*SELECTED PASSAGE*

=-=-=-=-=

Suppose we have a sequence of random variables \(\{U_n\}\) that is asymptotically normal,that is, there exist constants \(\theta, \sigma\), where \(\sigma > 0\), such that \[ \sqrt{n} \left(\dfrac{U_n -\theta}{\sigma} \right)\overset{D} \longrightarrow \mathcal{N}(0,1). \] That is, the distribution of \(U_n\), suitably standardized, converges to a standard normal distribution. Then, for any differentiable function \(g\), such that \(\lvert g'(\theta)\rvert \ne 0\), we have: \[ \sqrt{n} \left(\dfrac{g(U_n) -g(\theta)}{\lvert g'(\theta)\rvert \sigma} \right)\overset{D} \longrightarrow \mathcal{N}(0,1). \] That is, \(g(U_n)\) is also approximately normal for large \(n\): \[ g(U_n) \approx \mathcal{N}\left(g(\theta), \frac{\lvert g'(\theta)\rvert^2 \sigma^2}{n}\right) \]

Proof sketch

Using Taylor expansion (or the delta method) of \(g\) about \(\theta\), we have that \[ g(U_n) = g(\theta) + (U_n - \theta)g'(\theta) + R, \] where \(R\) is a remainder term that goes to \(0\) as \(n \rightarrow \infty\).

=-=-=-=-=

*RECORD EXCERPTS*

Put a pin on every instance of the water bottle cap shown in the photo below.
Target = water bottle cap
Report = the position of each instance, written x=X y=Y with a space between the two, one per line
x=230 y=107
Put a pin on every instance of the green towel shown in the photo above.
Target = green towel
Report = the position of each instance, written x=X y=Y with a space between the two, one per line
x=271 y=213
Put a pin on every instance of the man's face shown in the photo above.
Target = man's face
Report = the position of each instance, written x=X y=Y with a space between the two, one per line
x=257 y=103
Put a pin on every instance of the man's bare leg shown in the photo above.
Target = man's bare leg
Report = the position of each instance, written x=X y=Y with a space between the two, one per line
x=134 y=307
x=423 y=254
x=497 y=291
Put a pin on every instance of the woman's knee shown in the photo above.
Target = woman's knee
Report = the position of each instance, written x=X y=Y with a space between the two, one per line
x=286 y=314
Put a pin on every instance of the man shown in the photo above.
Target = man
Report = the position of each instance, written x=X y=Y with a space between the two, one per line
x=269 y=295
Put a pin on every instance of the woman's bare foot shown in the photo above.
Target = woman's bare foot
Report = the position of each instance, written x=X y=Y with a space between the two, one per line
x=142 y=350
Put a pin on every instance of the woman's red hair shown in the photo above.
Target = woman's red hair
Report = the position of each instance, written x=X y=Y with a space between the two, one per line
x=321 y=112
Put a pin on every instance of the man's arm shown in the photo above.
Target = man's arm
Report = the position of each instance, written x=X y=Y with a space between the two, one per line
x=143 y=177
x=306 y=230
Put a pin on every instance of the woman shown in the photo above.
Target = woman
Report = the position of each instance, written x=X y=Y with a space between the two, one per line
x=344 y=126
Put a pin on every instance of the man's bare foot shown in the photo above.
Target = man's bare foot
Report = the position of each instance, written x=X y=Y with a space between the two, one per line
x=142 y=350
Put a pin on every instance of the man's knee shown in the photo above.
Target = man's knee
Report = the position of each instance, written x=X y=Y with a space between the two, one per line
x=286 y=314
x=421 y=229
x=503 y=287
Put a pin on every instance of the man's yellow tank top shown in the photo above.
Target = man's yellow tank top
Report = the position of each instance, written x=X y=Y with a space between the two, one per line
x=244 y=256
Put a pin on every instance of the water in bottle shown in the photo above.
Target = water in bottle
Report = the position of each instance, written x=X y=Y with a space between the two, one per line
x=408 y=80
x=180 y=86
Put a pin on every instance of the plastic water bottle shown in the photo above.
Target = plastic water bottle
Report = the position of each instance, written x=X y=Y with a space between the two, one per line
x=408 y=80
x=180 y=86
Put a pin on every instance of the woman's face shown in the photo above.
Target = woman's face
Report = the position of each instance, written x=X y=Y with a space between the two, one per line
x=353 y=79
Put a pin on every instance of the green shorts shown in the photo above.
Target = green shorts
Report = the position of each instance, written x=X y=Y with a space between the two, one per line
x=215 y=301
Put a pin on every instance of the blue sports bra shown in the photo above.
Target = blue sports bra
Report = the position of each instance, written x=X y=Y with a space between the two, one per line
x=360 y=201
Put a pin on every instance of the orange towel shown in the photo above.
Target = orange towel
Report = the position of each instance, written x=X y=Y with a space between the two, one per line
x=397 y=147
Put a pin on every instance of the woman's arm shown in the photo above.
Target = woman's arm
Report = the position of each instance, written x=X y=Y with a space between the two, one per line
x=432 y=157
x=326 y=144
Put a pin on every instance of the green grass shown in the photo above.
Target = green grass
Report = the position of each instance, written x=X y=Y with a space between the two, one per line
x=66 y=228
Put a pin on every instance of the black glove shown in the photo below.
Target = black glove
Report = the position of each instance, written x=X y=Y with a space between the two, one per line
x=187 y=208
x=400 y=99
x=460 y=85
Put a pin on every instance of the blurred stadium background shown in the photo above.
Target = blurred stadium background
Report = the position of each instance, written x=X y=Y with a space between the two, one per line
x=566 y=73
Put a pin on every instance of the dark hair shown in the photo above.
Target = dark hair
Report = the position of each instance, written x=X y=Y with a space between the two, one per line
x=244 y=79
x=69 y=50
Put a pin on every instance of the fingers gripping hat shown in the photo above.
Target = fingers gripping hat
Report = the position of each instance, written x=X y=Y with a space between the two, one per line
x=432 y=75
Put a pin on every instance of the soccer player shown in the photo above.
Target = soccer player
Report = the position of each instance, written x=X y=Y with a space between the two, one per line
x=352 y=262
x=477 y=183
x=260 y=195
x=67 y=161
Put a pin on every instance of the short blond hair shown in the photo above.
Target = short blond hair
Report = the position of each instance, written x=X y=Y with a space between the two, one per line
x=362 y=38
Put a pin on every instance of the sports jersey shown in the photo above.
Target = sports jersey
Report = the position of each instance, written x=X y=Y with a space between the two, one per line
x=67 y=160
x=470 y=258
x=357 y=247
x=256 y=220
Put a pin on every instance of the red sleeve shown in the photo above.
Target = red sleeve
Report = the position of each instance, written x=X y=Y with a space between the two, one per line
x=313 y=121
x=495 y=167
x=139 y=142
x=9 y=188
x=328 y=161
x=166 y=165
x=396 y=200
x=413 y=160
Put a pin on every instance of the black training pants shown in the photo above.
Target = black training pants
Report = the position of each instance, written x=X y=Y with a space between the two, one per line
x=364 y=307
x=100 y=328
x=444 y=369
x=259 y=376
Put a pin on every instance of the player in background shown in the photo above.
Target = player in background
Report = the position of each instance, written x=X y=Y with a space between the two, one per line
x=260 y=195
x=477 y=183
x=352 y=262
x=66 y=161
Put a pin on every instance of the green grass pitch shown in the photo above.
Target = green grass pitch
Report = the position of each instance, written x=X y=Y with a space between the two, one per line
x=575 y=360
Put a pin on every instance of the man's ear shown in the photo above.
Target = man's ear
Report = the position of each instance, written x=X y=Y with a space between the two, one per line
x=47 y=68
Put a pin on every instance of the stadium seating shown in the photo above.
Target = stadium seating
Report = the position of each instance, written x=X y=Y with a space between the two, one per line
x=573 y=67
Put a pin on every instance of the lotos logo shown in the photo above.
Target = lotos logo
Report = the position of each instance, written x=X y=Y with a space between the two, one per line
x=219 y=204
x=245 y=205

=-=-=-=-=

*DIRECTIONS FOR THIS TASK*
In the passage on asymptotic normality, list every term added together on the right-hand side of the Taylor expansion of g(U_n) given in the proof sketch. The data play no part in what is asked here.

*PROBLEM SOLUTION*
- g(θ)
- (U_n − θ)g′(θ)
- R